───── Exercise passage ─────

Affiliate links are provided for your convenience and to help mitigate running costs.

Thursday, 10 August 2023

Absalom

Wyrd Britain reviews the 2000AD story Absalom written by Gordon Rennie with art by Tiernen Trevallio.
Spinning off from the 2000AD series Caballistics, Inc - which happily got a 'complete' story reissue recently - Absalom is the story of Inspector Harry Absalom who polices the agreement between the respective ruling powers of Britain and Hell known as 'The Accord' and he's not entirely happy about it.

For Caballistics, Inc. writer and artist Gordon Rennie and Dom Reardon created a recognisably current shared world setting where characters and events we know from core Wyrd Britain texts such as Quatermass and the Pit and the formative eras of Doctor Who were canon. In Absalom, Rennie along with artist Tiernen Trevallio, further developed this world adding some venerable British cops including Harry Trout from the Dr Phibes movies and the tea loving Inspector Calhoun from Death Line to the story world.

───── Supplied entries ─────

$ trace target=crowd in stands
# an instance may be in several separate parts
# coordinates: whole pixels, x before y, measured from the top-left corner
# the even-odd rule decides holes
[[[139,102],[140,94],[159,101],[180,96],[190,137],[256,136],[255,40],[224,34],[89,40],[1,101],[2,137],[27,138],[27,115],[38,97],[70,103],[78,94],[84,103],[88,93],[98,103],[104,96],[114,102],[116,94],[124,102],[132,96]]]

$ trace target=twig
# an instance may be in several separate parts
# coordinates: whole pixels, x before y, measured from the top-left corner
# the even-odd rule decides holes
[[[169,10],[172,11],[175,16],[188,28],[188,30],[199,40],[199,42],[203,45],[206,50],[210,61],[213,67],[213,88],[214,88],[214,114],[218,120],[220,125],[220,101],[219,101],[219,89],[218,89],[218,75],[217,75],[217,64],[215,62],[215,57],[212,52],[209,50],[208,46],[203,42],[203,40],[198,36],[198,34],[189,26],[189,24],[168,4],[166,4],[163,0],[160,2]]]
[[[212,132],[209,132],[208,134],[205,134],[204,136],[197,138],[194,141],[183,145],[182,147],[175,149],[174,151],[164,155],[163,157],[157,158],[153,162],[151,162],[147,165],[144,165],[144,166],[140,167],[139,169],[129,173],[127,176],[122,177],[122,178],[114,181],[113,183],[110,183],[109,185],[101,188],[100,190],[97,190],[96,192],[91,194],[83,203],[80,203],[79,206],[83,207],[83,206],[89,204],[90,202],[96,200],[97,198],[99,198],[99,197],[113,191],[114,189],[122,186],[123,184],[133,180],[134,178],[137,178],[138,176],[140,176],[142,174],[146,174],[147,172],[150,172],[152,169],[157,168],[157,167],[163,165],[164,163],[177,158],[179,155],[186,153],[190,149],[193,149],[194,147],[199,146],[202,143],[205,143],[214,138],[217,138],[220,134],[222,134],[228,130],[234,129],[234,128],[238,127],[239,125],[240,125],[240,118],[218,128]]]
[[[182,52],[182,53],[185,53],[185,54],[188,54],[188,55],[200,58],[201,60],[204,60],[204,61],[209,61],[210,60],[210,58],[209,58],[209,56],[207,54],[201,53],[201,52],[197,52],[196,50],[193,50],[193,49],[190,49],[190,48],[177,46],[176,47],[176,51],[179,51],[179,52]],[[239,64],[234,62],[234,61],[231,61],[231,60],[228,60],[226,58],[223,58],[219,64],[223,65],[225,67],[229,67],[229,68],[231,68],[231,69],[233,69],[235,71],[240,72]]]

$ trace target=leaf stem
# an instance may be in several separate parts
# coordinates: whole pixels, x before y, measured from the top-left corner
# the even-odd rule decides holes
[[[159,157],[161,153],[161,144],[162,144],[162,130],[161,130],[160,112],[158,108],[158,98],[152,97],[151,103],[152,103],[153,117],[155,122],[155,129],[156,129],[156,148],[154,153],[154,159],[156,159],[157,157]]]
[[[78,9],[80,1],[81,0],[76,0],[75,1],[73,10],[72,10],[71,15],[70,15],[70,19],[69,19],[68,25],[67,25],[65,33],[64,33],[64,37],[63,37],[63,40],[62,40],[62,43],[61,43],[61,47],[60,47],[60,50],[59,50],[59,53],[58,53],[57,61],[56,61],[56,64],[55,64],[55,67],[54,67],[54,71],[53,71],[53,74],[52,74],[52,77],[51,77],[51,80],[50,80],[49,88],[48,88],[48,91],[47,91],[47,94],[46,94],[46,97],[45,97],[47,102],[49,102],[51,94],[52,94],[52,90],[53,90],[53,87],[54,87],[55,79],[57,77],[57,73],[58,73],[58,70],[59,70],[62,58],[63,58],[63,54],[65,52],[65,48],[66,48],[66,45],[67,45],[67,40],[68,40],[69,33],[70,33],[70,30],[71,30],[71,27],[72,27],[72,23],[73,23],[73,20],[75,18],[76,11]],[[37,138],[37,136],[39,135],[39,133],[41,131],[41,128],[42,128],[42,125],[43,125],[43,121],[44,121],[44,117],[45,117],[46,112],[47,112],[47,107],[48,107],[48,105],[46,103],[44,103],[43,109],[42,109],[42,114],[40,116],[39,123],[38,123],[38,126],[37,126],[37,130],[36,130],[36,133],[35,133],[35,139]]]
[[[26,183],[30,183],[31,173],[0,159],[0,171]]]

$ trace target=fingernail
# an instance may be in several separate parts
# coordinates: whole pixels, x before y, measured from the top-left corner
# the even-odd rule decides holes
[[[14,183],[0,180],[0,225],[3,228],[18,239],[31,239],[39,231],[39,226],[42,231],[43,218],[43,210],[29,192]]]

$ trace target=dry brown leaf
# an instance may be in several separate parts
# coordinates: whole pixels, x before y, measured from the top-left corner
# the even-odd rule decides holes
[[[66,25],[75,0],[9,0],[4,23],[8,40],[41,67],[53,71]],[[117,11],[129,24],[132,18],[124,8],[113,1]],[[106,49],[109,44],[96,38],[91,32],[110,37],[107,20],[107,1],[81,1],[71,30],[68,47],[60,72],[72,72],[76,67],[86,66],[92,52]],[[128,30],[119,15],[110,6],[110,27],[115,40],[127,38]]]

─────

• Work request: Reproduce the part of the Absalom review between "Thursday, 10 August" and "happy about it.", inclusive.

• Response area:
Thursday, 10 August 2023

Absalom

Wyrd Britain reviews the 2000AD story Absalom written by Gordon Rennie with art by Tiernen Trevallio.
Spinning off from the 2000AD series Caballistics, Inc - which happily got a 'complete' story reissue recently - Absalom is the story of Inspector Harry Absalom who polices the agreement between the respective ruling powers of Britain and Hell known as 'The Accord' and he's not entirely happy about it.